From the ship-scrapping excerpt below, list every country it names.

[TEXT EXCERPT]:
---------------
Before they take effect, hundreds of ships weighing a total of 55 million tons – more than double the volume of the past five years – may be scrapped, a European Commission study on the global ship-scrapping industry estimated last year. A peak of 18 million tons of ships is expected in 2010.
"We all know about this looming problem," says Frank Stuer-Lauridsen, a Copenhagen-based maritime expert who co-wrote the study. "But nobody seems to have the energy to address this interim period, and the signs are not good."
While "green" ship recycling using sustainable environmental and safe labor practices is maturing in the US and elsewhere, the lure of higher prices paid by unsafe, polluting ship-scrapping operations overseas is strong, experts say. As a result, "the vast majority" of European Union-flagged vessels "along with the rest of the world's obsolete vessels" still make their last voyages to beaches and ship yards in India, Bangladesh, or Pakistan where safety practices are far less stringent, the EC report found.
In Alang, India, for instance, ships are often driven onto the beach, where workers with minimal personal protection cut them up with torches, spilling toxins into sea and air, maritime experts say. With fewer environmental and labor requirements, ship recycling in places like Alang can be highly profitable, but highly dangerous for workers, the EC report on ship recycling found.
The official tally of people killed at Alang from scrap-yard accidents in 2003-04 was 26; the unofficial total was 103, the EC report said. (There have apparently been improvements among some of India's ship-breaking companies, including moves toward safety certification, the EC report acknowledges.)
"The impact these ships will have on the environment and workers is horrible to contemplate," says Jim Puckett, coordinator of the Basel Action Network, an environmental group that spotlighted the SS Oceanic for possibly carrying PCBs.
By contrast, ship-recycling practices in the US have improved and are now among the best in the world, the EU study found. After the Baltimore Sun won a Pulitzer Prize for its 1997 reporting that the US was sending its old warships to India for scrapping under horrendous working conditions, Congress halted that practice and mandated US-only recycling. Now government-owned vessels overseen by MARAD are scrapped at seven certified US ship-recycling yards.
---------------
[MATERIAL SHOWN]:
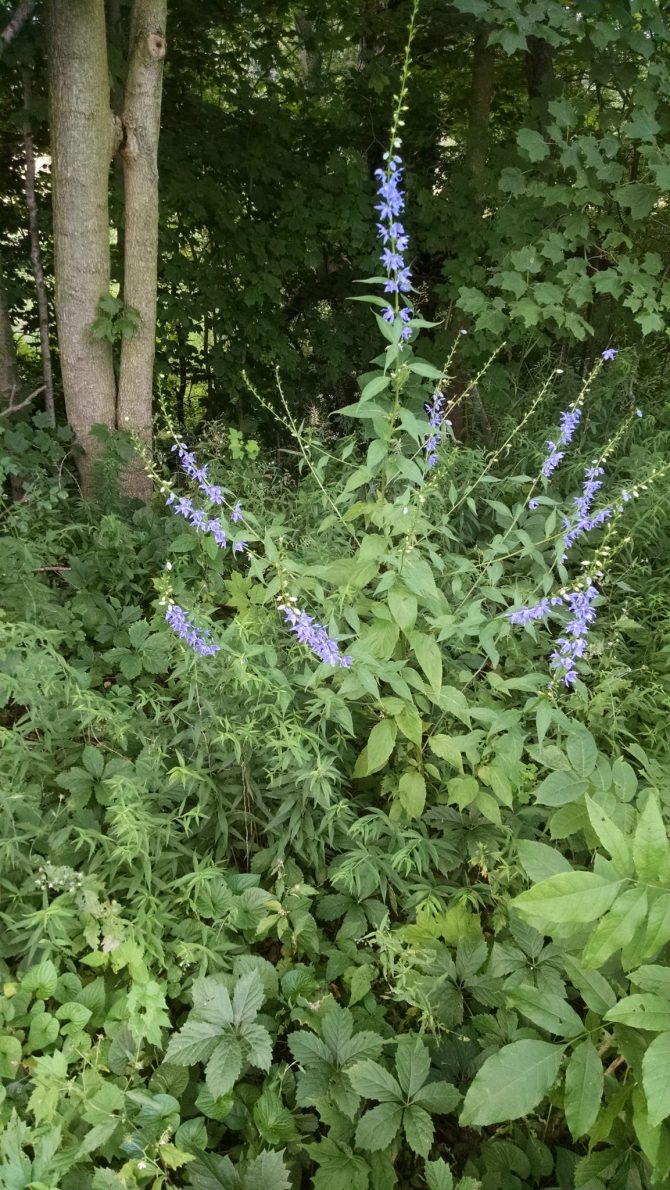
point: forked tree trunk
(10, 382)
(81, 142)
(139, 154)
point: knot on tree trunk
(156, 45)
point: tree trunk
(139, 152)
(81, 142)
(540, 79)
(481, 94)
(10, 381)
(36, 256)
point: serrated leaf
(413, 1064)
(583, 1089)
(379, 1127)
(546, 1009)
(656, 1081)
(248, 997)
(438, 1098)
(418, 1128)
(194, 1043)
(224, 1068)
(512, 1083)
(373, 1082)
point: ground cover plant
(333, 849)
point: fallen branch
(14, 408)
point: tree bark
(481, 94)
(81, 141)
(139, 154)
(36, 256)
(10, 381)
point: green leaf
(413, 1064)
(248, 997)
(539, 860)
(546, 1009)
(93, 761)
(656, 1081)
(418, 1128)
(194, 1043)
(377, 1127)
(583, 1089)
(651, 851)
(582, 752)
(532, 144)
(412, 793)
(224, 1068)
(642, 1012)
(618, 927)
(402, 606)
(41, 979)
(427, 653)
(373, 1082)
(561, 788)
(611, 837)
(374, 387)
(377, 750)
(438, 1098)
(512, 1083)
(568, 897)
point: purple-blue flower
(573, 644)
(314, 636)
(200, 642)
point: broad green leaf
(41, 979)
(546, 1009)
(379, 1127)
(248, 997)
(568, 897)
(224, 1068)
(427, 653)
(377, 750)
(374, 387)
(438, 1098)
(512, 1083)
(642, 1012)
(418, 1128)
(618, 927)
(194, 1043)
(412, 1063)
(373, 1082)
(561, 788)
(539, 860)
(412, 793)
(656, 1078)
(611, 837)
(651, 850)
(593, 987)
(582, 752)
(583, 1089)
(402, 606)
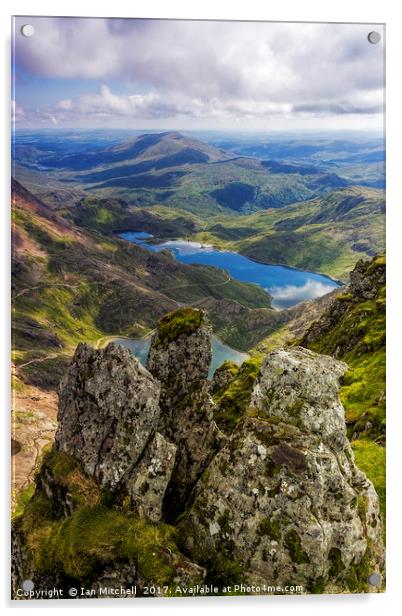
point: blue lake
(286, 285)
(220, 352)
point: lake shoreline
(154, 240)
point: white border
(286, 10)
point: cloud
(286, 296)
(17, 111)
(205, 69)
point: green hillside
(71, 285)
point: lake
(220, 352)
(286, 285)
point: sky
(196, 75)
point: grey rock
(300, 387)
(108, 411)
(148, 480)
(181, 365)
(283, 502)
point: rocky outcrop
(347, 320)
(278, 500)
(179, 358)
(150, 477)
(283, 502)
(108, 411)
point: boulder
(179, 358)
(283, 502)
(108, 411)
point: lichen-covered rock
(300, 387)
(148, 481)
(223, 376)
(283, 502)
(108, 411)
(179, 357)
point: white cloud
---------------
[EXERCISE RESULT]: The United States (the US), India, Bangladesh, and Pakistan.